■ **Texte extrait**
· · · · ·

LIRE AUSSI >> Elisabeth de Fontenay/Alain Finkielkraut: "Ce qui nous oppose
Voici quelques premières analyses, signées Laurent Binet, Morgan Navarro, Jean-François Kahn, Alain-Gérard Slama et... Alain Finkielkraut.
Ne pas être du côté du plus fort
... par Laurent Binet, écrivain, auteur de La septième fonction du langage (Grasset)
Laurent Binet.
DR
"Les conservateurs veulent conserver, mais quoi? Deux choses, jadis indissociables: l'ordre social et l'ordre moral.
Quelle que soit la diversité politique dans laquelle, contre toute attente, s'épanouit encore l'idéologie de l'ordre moral, celle-ci relève d'un fantasme fasciste ou théocratique qu'il ne me paraît pas utile de même discuter, tant ses points de fixation actuels sur l'assignation des femmes à des rôles subalternes et le refus des droits élémentaires à une sexualité non normée relèvent d'un combat d'arrière-garde à la fois honteux et, intellectuellement, sans intérêt.
Reste l'ordre social: il est remarquable que ses défenseurs oeuvrent à sa perpétuation avec une opiniâtreté d'autant plus spectaculaire qu'ils en sont les premiers bénéficiaires. Pourquoi, alors, moi qui, depuis que je vends des livres, bénéficie aussi du système, ne me sens-je pas tenu de le défendre? Parce que je n'ai pas toujours été du bon côté de la barrière? Peut-être. Mais peut-être aussi, tout simplement, parce que j'éprouve ce sentiment de décence ordinaire dont parlait Orwell. Tweetant sur mes vacances à Venise, je ne me verrais pas pontifier benoîtement sur le sacrifice nécessaire d'une cinquième semaine de congés payés pour les autres, dont un peu d'imagination devrait suffire à deviner que la vie quotidienne n'est pas toujours facile.
LIRE AUSSI >> Etes-vous conservateur ou progresssiste?

· · · · ·

■ **Consigne A**
Recopiez les lignes des données de l'exercice en remplaçant « Output » par « Answer », sans rien changer d'autre. Commencez au début des données et terminez à la ligne qui contient « 788;258;860;301 », incluse.

■ **Données de l'exercice**
· · · · ·

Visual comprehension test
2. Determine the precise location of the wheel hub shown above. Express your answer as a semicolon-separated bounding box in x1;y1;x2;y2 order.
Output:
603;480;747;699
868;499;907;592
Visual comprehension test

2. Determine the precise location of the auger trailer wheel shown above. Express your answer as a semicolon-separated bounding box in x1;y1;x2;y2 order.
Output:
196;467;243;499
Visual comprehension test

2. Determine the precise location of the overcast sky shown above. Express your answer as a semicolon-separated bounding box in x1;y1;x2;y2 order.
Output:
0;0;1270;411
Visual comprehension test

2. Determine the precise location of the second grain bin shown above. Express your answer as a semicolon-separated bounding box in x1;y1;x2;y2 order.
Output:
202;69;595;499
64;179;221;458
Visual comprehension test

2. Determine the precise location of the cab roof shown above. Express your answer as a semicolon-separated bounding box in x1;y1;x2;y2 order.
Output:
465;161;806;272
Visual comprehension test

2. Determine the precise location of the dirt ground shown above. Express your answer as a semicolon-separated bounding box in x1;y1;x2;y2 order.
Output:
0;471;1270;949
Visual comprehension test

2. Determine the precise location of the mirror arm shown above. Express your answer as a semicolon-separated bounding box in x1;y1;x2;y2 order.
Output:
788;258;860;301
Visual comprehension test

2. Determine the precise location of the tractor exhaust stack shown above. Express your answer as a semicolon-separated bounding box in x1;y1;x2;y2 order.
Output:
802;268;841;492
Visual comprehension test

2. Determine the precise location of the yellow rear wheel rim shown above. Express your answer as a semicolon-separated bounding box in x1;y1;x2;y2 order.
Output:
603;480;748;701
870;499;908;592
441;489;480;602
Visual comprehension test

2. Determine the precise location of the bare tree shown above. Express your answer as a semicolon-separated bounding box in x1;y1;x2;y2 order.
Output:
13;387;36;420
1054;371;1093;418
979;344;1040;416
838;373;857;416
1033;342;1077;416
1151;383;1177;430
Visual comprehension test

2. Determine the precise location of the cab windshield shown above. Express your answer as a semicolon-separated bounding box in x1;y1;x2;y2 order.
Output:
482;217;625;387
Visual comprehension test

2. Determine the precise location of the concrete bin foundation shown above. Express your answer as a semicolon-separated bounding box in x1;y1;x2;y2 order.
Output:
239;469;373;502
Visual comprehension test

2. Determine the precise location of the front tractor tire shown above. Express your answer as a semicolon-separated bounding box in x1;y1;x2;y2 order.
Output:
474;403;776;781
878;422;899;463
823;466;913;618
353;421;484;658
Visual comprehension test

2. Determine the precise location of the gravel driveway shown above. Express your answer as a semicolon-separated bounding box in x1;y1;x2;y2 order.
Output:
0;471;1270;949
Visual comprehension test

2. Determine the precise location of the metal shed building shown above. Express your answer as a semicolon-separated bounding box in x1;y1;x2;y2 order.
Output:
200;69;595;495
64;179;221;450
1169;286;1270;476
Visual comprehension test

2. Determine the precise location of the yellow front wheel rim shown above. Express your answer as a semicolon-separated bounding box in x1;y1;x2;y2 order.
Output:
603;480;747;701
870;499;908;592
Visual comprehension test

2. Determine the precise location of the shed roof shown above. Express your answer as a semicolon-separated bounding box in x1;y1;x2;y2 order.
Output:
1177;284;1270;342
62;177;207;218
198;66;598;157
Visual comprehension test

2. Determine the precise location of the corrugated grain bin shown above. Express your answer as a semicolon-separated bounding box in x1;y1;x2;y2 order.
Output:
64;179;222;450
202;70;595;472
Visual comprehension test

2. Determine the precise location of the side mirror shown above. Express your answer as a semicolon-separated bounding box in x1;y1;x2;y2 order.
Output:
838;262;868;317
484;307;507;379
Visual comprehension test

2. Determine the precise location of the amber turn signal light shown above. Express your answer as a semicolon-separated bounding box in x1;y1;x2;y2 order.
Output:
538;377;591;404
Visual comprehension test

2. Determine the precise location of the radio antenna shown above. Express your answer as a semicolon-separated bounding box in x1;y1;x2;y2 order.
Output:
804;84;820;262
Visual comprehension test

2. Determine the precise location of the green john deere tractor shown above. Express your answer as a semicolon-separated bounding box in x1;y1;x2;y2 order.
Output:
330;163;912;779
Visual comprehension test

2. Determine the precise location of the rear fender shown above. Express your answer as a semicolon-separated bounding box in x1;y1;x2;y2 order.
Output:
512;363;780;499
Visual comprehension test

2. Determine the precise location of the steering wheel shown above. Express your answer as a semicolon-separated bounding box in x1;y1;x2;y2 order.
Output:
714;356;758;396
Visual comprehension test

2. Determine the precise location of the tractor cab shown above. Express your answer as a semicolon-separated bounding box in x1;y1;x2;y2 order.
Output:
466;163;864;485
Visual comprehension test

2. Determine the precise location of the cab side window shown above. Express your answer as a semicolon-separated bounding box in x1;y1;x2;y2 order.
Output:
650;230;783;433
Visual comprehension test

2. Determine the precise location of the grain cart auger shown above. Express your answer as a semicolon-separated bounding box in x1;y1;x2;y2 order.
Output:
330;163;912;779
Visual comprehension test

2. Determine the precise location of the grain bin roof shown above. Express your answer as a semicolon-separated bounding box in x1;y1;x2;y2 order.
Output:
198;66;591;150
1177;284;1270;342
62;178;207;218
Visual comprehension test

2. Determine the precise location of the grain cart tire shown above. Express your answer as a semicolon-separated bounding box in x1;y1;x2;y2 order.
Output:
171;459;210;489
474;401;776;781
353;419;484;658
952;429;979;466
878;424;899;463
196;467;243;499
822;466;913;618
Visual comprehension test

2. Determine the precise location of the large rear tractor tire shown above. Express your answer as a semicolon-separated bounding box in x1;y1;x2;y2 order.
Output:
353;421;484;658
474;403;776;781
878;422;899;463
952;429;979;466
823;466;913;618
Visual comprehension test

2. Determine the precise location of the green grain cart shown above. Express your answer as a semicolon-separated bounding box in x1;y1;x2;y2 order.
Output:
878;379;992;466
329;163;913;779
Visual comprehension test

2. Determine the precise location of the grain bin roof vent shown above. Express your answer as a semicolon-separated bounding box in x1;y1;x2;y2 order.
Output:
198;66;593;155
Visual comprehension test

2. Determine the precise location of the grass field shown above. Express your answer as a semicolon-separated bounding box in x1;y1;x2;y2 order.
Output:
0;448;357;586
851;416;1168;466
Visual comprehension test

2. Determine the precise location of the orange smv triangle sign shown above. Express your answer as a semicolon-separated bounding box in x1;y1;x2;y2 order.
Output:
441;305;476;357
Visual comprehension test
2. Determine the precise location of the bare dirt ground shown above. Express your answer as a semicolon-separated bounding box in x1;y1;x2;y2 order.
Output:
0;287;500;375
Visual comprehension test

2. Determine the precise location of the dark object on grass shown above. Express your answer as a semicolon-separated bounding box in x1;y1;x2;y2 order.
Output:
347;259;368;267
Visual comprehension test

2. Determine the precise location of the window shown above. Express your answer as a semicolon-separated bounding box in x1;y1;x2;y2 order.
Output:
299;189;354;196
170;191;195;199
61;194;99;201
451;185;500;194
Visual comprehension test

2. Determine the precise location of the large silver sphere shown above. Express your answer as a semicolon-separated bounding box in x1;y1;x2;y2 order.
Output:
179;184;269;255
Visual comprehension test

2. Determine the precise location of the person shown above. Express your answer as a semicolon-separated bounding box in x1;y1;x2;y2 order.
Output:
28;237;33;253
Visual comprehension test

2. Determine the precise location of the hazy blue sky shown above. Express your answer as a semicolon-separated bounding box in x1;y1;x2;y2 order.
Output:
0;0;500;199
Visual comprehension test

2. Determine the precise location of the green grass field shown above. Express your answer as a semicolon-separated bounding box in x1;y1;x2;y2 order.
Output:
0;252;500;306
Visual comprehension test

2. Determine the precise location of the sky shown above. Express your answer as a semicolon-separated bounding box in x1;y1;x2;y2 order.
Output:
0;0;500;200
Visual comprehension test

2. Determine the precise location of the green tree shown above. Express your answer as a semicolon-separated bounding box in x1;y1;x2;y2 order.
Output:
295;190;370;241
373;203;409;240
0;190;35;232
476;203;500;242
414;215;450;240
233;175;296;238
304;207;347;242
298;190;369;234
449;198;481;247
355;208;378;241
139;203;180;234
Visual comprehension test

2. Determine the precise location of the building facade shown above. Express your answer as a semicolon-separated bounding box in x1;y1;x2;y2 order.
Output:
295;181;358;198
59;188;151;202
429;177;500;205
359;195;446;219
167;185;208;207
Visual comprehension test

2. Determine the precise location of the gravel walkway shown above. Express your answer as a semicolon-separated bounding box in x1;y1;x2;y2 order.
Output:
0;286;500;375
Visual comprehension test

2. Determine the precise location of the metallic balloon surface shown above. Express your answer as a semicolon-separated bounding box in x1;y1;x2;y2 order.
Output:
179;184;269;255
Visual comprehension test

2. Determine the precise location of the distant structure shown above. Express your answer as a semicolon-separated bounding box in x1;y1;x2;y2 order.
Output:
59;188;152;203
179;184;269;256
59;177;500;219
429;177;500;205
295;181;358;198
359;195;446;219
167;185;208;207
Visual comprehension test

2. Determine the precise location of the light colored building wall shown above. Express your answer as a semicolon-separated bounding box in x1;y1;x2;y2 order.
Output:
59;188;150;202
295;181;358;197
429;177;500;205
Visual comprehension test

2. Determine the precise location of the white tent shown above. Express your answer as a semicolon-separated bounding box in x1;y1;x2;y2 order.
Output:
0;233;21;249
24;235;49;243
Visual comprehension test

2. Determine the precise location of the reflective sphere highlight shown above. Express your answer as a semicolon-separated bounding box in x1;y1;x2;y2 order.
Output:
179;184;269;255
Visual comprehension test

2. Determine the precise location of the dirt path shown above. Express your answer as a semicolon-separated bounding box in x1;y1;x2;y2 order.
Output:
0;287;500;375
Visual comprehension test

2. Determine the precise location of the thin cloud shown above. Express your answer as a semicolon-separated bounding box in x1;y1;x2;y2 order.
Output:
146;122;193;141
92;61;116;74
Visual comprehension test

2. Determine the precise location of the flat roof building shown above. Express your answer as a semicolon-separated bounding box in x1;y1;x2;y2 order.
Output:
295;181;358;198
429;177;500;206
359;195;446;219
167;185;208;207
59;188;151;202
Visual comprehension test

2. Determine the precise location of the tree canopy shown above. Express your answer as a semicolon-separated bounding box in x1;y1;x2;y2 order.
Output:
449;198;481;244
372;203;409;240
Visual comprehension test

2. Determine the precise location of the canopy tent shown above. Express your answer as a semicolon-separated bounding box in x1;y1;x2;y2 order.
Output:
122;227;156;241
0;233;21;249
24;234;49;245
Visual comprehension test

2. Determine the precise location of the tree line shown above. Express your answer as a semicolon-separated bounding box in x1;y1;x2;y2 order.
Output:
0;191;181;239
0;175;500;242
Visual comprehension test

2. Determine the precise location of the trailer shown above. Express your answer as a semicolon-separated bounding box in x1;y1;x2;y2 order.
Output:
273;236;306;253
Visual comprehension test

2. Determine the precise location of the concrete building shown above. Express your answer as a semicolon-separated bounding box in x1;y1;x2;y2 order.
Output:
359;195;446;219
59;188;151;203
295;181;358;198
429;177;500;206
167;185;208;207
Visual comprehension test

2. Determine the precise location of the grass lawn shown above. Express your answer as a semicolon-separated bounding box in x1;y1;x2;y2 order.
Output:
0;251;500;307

· · · · ·

■ **Consigne B**
Reprenez le texte sur le conservatisme là où il s'arrête et écrivez-en la suite.

■ **Réponse A**
Visual comprehension test
2. Determine the precise location of the wheel hub shown above. Express your answer as a semicolon-separated bounding box in x1;y1;x2;y2 order.
Answer:
603;480;747;699
868;499;907;592
Visual comprehension test

2. Determine the precise location of the auger trailer wheel shown above. Express your answer as a semicolon-separated bounding box in x1;y1;x2;y2 order.
Answer:
196;467;243;499
Visual comprehension test

2. Determine the precise location of the overcast sky shown above. Express your answer as a semicolon-separated bounding box in x1;y1;x2;y2 order.
Answer:
0;0;1270;411
Visual comprehension test

2. Determine the precise location of the second grain bin shown above. Express your answer as a semicolon-separated bounding box in x1;y1;x2;y2 order.
Answer:
202;69;595;499
64;179;221;458
Visual comprehension test

2. Determine the precise location of the cab roof shown above. Express your answer as a semicolon-separated bounding box in x1;y1;x2;y2 order.
Answer:
465;161;806;272
Visual comprehension test

2. Determine the precise location of the dirt ground shown above. Express your answer as a semicolon-separated bounding box in x1;y1;x2;y2 order.
Answer:
0;471;1270;949
Visual comprehension test

2. Determine the precise location of the mirror arm shown above. Express your answer as a semicolon-separated bounding box in x1;y1;x2;y2 order.
Answer:
788;258;860;301

■ **Réponse B**
Je me méfie du mot progressiste parce qu'il permet à ceux qui sont seulement contre la peine de mort et pour l'avortement de se sentir de gauche à bon compte. Celui qui n'a pas un tant soit peu un fond marxiste, c'est-à-dire qui ne comprends pas que les intérêts du capital et du travail sont antagonistes et que notre ordre social arbitre toujours en faveur du capital, comme nos trois derniers quinquennats le démontrent jusqu'à la caricature, ne devrait pas pouvoir se prévaloir de ce titre.
Mais soit. Faute de mieux, va pour progressiste. Je me sens progressiste parce que je n'aime pas être du côté du plus fort." Propos recueillis par EL.
Les progressistes, caricatures d'eux-mêmes
... par Morgan Navarro, dessinateur, auteur de Ma vie de réac (Dargaud)
Ma vie de Réac de Morgan Navarro.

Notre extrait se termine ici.